━━━━━ Data lines ━━━━━

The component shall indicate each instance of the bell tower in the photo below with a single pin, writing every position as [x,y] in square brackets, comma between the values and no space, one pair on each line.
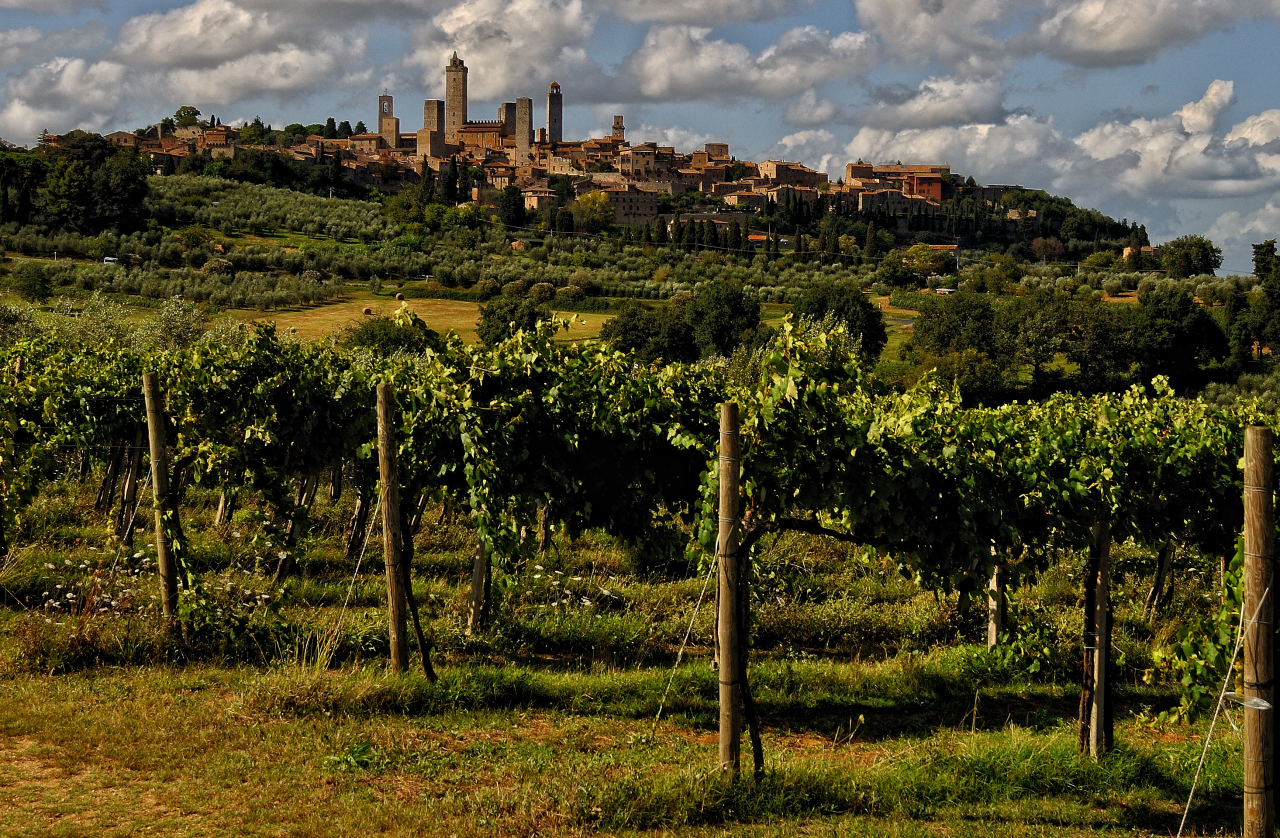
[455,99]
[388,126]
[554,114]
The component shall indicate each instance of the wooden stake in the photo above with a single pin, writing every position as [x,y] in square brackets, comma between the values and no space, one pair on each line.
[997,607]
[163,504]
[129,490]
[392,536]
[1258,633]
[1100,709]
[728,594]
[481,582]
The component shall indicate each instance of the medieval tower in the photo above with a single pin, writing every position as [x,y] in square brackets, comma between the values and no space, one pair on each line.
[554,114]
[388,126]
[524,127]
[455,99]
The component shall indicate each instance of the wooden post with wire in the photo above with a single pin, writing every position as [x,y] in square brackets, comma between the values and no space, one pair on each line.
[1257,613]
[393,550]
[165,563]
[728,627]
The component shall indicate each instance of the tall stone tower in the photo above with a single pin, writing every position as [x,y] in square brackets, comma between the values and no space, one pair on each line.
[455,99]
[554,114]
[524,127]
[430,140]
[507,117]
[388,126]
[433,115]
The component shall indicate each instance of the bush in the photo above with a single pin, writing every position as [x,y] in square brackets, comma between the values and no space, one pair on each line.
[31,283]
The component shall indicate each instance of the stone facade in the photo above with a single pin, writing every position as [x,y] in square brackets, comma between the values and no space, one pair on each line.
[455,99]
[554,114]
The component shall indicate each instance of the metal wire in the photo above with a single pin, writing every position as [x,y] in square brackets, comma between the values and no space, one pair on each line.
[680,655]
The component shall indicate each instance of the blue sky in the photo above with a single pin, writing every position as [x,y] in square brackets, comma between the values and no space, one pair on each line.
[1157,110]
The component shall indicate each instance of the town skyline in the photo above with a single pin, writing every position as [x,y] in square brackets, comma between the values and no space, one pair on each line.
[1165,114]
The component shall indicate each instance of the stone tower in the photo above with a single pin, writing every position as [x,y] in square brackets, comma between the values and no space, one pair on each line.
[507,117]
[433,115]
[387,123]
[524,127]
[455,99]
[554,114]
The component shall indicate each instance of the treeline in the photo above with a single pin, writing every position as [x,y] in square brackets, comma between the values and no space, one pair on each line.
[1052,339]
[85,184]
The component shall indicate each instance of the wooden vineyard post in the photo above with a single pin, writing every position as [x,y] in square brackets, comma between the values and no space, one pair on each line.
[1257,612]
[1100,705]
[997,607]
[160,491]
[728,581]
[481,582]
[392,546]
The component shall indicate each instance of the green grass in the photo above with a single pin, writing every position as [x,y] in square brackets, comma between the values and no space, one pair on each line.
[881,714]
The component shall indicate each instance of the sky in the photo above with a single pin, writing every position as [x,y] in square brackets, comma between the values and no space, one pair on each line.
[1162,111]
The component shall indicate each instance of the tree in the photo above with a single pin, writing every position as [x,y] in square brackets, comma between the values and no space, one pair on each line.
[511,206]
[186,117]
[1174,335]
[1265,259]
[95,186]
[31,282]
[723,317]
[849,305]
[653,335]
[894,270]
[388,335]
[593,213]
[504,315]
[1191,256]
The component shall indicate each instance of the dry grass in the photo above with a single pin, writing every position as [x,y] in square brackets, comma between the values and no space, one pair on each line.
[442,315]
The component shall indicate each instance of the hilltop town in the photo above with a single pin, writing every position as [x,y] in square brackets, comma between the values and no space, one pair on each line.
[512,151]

━━━━━

Write out again the part of the entries that opens with the line containing "The component shall indicate each instance of the hilltop" and closes at the end of the entries, requests included. Scale every coordinate in the answers by 0.65 and round each to a whole number, with halves rounded up.

The component shall indicate each instance of the hilltop town in the photo above with a single pin, writing every position as [x,y] in square brackets, comma between the values and no space, one pair on each line.
[333,98]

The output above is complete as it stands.